#### Directions for this task:
Find the line with "the blue sky." in the entries below, then reproduce it and every line after it down to and including the line with "the blue lake", exactly.

#### Data for this exercise:
===============

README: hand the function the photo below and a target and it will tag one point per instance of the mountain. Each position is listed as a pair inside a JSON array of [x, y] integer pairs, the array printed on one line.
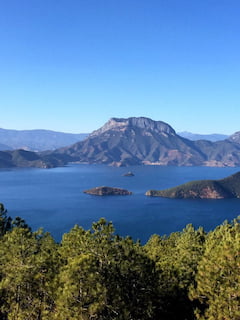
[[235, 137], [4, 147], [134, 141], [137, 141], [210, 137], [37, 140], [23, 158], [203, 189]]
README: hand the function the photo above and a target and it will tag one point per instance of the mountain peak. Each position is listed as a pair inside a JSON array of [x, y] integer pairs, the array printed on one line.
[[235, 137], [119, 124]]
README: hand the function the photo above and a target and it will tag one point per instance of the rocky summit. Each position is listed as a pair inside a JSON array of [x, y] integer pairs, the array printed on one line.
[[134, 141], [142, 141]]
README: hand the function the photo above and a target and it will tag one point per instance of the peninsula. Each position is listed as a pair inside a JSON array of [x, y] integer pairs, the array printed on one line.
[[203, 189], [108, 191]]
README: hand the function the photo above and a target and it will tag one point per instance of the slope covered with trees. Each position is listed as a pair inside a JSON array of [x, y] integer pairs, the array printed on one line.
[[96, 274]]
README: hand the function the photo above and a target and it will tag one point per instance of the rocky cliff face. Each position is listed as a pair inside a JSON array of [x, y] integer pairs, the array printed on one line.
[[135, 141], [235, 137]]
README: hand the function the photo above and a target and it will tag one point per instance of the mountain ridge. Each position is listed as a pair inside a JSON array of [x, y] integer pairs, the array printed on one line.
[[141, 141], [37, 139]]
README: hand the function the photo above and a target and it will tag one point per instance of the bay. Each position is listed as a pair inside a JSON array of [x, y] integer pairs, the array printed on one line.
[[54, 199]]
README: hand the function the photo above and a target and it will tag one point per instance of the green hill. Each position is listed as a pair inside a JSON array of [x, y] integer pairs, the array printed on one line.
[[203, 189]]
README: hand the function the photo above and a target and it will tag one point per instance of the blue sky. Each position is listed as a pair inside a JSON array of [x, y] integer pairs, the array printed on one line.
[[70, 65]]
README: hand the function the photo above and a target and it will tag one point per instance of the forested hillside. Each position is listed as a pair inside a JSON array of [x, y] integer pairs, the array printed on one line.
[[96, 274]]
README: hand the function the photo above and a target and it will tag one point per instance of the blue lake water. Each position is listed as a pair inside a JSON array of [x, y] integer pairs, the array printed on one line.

===============

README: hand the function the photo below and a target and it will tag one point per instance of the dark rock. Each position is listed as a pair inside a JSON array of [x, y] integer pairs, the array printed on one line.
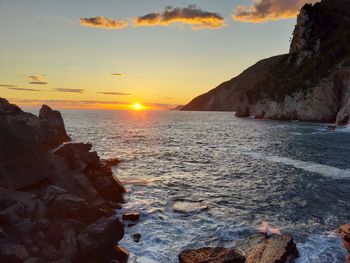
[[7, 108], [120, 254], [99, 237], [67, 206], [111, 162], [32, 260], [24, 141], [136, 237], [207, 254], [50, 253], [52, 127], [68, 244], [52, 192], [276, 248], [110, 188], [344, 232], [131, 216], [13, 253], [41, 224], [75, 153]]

===============

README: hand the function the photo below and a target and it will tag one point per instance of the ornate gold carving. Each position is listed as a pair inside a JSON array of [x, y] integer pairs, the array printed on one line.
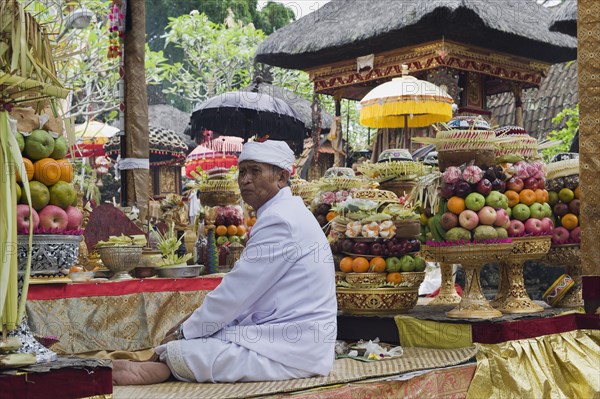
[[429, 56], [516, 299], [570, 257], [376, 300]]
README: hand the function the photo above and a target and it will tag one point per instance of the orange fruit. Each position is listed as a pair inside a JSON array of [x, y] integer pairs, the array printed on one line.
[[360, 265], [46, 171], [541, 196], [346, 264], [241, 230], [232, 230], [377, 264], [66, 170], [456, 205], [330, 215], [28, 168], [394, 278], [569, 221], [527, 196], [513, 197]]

===============

#### Answer to this exercise:
README: hand the function the photo above and a target and it will tag one point per instance of the blue sky. Each position is listed as a pair inside a JSON array of [x, y] integer pairs, the array printed on one line.
[[70, 65]]
README: hand the function the photo above and a target and it will tag one point per instance of the forested hillside. Each position is listed as a pair inside a JSON array of [x, y] integer pairs, the array printed on one line.
[[96, 274]]
README: hand the function the photo above and a target and it will tag one point per instance of the blue lake water. Each position is listed as a pair inside a JSON array of [x, y] integer pairs, the array printed on one line.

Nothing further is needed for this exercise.